--- start EXERCISE MATERIAL ---

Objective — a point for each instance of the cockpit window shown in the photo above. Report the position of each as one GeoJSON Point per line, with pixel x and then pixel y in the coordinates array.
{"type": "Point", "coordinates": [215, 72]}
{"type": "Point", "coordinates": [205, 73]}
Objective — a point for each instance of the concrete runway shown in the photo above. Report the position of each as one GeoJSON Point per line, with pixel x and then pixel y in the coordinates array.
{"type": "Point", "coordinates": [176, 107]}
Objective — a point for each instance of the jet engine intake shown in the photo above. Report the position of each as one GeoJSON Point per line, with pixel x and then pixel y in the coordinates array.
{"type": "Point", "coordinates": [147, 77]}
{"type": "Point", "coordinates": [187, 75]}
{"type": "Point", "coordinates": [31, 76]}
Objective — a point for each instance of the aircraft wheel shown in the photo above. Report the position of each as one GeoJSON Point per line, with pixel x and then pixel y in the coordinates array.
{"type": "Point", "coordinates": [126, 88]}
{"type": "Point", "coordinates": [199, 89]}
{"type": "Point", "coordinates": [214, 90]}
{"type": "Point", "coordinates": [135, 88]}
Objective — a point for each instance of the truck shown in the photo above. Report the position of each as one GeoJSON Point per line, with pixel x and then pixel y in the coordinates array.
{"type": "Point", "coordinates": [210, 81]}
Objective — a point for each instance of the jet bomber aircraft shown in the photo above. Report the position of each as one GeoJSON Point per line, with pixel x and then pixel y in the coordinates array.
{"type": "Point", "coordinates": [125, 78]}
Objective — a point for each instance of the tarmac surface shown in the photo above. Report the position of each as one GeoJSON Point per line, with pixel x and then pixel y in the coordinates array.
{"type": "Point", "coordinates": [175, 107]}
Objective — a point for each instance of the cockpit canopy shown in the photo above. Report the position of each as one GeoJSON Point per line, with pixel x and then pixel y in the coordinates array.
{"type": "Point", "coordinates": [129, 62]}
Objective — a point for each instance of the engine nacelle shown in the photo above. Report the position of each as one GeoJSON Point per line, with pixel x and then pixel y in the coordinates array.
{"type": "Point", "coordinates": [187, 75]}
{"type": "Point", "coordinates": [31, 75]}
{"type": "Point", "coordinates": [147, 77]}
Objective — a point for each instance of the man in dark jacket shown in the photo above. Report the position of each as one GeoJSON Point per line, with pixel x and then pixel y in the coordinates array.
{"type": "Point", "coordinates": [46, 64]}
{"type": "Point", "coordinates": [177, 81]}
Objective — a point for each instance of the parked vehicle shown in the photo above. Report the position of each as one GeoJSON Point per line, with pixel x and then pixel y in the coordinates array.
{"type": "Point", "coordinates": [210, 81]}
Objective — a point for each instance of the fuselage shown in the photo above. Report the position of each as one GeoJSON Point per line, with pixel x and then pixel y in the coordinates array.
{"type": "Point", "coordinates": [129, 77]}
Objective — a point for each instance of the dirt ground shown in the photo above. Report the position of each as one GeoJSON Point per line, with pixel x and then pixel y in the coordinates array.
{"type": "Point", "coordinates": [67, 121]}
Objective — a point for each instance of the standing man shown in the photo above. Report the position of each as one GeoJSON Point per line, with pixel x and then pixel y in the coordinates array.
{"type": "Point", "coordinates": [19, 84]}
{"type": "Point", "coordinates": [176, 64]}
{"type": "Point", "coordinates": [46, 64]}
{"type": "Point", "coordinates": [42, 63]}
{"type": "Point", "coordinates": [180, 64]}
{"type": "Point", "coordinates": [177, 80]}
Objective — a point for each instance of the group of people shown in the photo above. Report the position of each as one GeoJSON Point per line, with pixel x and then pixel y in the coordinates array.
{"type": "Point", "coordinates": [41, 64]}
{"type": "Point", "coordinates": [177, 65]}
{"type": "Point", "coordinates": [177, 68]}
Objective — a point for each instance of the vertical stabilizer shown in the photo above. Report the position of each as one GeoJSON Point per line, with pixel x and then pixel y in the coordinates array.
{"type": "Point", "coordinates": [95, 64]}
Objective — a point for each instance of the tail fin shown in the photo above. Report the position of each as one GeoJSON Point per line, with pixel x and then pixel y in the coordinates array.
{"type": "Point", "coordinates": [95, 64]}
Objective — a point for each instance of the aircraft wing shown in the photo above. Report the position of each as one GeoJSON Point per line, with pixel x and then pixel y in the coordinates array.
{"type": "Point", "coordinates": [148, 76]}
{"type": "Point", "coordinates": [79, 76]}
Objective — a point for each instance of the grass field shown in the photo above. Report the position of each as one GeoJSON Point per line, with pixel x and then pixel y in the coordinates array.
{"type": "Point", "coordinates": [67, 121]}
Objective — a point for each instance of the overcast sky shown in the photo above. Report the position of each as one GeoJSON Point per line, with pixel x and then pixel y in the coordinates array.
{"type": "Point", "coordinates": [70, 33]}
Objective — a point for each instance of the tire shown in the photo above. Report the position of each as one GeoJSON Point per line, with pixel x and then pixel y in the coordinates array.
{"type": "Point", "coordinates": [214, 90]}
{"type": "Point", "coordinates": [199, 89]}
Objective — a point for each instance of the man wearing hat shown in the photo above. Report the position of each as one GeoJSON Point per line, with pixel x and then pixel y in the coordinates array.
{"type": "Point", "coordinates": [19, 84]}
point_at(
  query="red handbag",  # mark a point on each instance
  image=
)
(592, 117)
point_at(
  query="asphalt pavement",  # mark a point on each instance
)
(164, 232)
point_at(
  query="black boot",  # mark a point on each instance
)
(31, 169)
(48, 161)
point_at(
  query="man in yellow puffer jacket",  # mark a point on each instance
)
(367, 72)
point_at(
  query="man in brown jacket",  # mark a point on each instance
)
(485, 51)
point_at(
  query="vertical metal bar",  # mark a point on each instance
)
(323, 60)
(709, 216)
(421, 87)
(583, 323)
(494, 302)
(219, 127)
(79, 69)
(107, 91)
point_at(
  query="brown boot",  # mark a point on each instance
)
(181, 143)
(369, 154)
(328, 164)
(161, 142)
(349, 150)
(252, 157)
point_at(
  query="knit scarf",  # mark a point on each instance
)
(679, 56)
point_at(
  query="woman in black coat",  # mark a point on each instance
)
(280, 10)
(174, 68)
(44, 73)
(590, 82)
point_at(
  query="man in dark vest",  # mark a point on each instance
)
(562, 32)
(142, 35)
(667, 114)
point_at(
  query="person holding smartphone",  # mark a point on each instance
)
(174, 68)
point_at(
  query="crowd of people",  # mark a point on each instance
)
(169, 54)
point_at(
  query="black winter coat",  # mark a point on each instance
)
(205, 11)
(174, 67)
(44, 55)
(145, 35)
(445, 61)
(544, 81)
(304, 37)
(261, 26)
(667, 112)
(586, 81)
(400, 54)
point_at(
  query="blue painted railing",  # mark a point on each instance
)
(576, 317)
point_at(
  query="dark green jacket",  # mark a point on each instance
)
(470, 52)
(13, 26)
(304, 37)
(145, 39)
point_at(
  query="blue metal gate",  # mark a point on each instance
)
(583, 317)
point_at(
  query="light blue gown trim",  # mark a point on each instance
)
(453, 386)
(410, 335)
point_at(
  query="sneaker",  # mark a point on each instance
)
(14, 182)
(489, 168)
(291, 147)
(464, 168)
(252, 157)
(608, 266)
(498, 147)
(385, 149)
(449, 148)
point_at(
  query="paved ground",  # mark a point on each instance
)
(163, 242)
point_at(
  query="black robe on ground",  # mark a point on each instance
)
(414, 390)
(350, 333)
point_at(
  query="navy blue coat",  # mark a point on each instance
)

--- end EXERCISE MATERIAL ---

WHAT IS ASKED
Make a verbatim copy of every entry shown above.

EXPECTED OUTPUT
Objective — a point for each instance of the cockpit window shown in the photo above. Report the position of each as one GeoJSON Point per line, with pixel x and then pixel y in the coordinates array.
{"type": "Point", "coordinates": [215, 72]}
{"type": "Point", "coordinates": [205, 73]}
Objective — a point for each instance of the concrete runway shown in the photo above. Report the position of each as one GeoJSON Point per line, with pixel x and then pixel y in the coordinates array.
{"type": "Point", "coordinates": [176, 107]}
Objective — a point for each instance of the jet engine intake shown in the photo above. Report the position of each as one GeoJSON Point per line, with pixel x and then pixel y in the coordinates array.
{"type": "Point", "coordinates": [147, 77]}
{"type": "Point", "coordinates": [187, 75]}
{"type": "Point", "coordinates": [31, 76]}
Objective — a point for each instance of the aircraft wheel shown in the photo above. Report the position of each as one GeoJSON Point per line, with pixel x and then pixel y in the coordinates array.
{"type": "Point", "coordinates": [126, 88]}
{"type": "Point", "coordinates": [199, 89]}
{"type": "Point", "coordinates": [214, 90]}
{"type": "Point", "coordinates": [135, 88]}
Objective — a point for each instance of the truck shown in the photo above. Report the position of each as one GeoJSON Point per line, with pixel x and then pixel y in the coordinates array.
{"type": "Point", "coordinates": [210, 81]}
Objective — a point for each instance of the jet bomber aircraft shown in the photo above. Report the position of each as one GeoJSON Point per line, with pixel x and then pixel y in the coordinates array.
{"type": "Point", "coordinates": [125, 78]}
Objective — a point for each instance of the tarmac surface shown in the photo above. Report the position of each as one GeoJSON Point per line, with pixel x and then pixel y in the coordinates array.
{"type": "Point", "coordinates": [175, 107]}
Objective — a point for each instance of the cockpit canopy shown in the photo above. Report the position of each as one GeoJSON Point per line, with pixel x and then pixel y in the coordinates array.
{"type": "Point", "coordinates": [129, 62]}
Objective — a point for each instance of the engine nacelle shown in the photo above. Report the position of each as one GeoJSON Point per line, with pixel x and then pixel y in the coordinates array.
{"type": "Point", "coordinates": [187, 75]}
{"type": "Point", "coordinates": [31, 75]}
{"type": "Point", "coordinates": [147, 77]}
Objective — a point for each instance of the man in dark jacket shown in the photo above. Report the position of each as one GeoJSON Point per line, with pixel x and then pixel y in the coordinates array.
{"type": "Point", "coordinates": [46, 64]}
{"type": "Point", "coordinates": [177, 81]}
Objective — a point for each instance of the parked vehicle shown in the photo above. Report the position of each as one GeoJSON Point per line, with pixel x and then pixel y in the coordinates array.
{"type": "Point", "coordinates": [210, 81]}
Objective — a point for each instance of the fuselage shown in the photo above. Report the position of each as one GeoJSON Point per line, with pixel x and then pixel y in the coordinates array.
{"type": "Point", "coordinates": [129, 77]}
Objective — a point for each instance of the dirt ground shown in the photo above. Report the position of each as one GeoJSON Point per line, with pixel x and then pixel y in the coordinates array.
{"type": "Point", "coordinates": [67, 121]}
Objective — a point for each instance of the standing man shown in the photo above. Report the position of each as one GeoJSON Point per line, with pixel x and then pixel y in the coordinates array.
{"type": "Point", "coordinates": [19, 84]}
{"type": "Point", "coordinates": [176, 64]}
{"type": "Point", "coordinates": [46, 64]}
{"type": "Point", "coordinates": [42, 63]}
{"type": "Point", "coordinates": [180, 64]}
{"type": "Point", "coordinates": [177, 80]}
Objective — a point for each instance of the group of people shown in the photo above. Report the position of each as one GeoJSON Point per line, with pixel x and then pixel y in the coordinates array.
{"type": "Point", "coordinates": [41, 64]}
{"type": "Point", "coordinates": [177, 65]}
{"type": "Point", "coordinates": [177, 68]}
Objective — a point for each instance of the vertical stabilizer shown in the photo above. Report the position of each as one GeoJSON Point per line, with pixel x and then pixel y in the coordinates array.
{"type": "Point", "coordinates": [95, 64]}
Objective — a point for each instance of the tail fin shown in the photo above. Report the position of each as one GeoJSON Point per line, with pixel x and then pixel y in the coordinates array.
{"type": "Point", "coordinates": [95, 64]}
Objective — a point for each instance of the aircraft wing shown in the photo above. Report the position of each as one GeoJSON Point per line, with pixel x and then pixel y in the coordinates array.
{"type": "Point", "coordinates": [148, 76]}
{"type": "Point", "coordinates": [79, 76]}
Objective — a point for each instance of the grass field shown in the photo above. Report the position of each as one GeoJSON Point per line, with pixel x and then pixel y in the coordinates array.
{"type": "Point", "coordinates": [67, 121]}
Objective — a point for each instance of the overcast sky shown in the photo above. Report the position of each as one GeoJSON Point per line, with pixel x and then pixel y in the coordinates array.
{"type": "Point", "coordinates": [70, 33]}
Objective — a point for each instance of the tire shown in the photo above. Report the position of each as one GeoJSON Point per line, with pixel x and then pixel y in the coordinates array.
{"type": "Point", "coordinates": [214, 90]}
{"type": "Point", "coordinates": [199, 89]}
Objective — a point for each instance of the man wearing hat shown in the photo above. Report the position of each as one GeoJSON Point per line, with pixel x and then pixel y in the coordinates array.
{"type": "Point", "coordinates": [19, 84]}
point_at(
  query="red handbag",  # mark a point on each instance
  image=
)
(592, 117)
point_at(
  query="asphalt pavement",  # mark a point on each instance
)
(164, 232)
point_at(
  query="black boot",  # mark a point on each instance
)
(31, 169)
(48, 161)
point_at(
  query="man in yellow puffer jacket",  # mark a point on each instance
)
(367, 72)
point_at(
  query="man in brown jacket",  # mark a point on each instance
)
(485, 51)
point_at(
  query="vertical metal bar",  # mark a point on each instance
)
(323, 60)
(709, 216)
(421, 87)
(583, 323)
(494, 302)
(219, 127)
(79, 69)
(107, 91)
point_at(
  query="brown boot",  # mark a point on each instance
)
(181, 143)
(369, 154)
(328, 164)
(161, 142)
(349, 150)
(252, 157)
point_at(
  query="knit scarf",  # mark a point on each instance
)
(679, 56)
point_at(
  query="woman in black coat",  # mark a point on each instance
)
(280, 10)
(174, 68)
(44, 73)
(590, 82)
point_at(
  query="man in dark vest",  # mark a point on each instance
)
(562, 32)
(142, 35)
(667, 114)
point_at(
  query="person holding smartphone",  # mark a point on each instance
)
(174, 68)
point_at(
  query="crowd of people",  # mark a point on each instance
)
(169, 54)
point_at(
  query="black winter coat",  # mark a point on each instance
)
(205, 11)
(174, 67)
(44, 55)
(145, 35)
(445, 61)
(544, 81)
(304, 37)
(261, 26)
(667, 112)
(586, 81)
(400, 54)
point_at(
  query="blue painted railing",  # mark a point on each instance
)
(576, 317)
point_at(
  query="dark green jacket",  # mark a point on each instance
)
(470, 52)
(13, 26)
(304, 37)
(145, 39)
point_at(
  query="blue metal gate",  # mark a point on each instance
)
(583, 317)
point_at(
  query="light blue gown trim",  # mark a point on each instance
)
(453, 386)
(410, 335)
point_at(
  query="sneaker",  # mark a point on each instance
)
(14, 182)
(489, 168)
(291, 147)
(464, 168)
(252, 157)
(608, 266)
(498, 147)
(385, 149)
(449, 148)
point_at(
  query="paved ground",  # mark a point on each instance
)
(163, 242)
point_at(
  query="black robe on ground",  # mark a point on each instance
)
(414, 390)
(350, 333)
point_at(
  query="navy blue coat",  # mark a point on each instance
)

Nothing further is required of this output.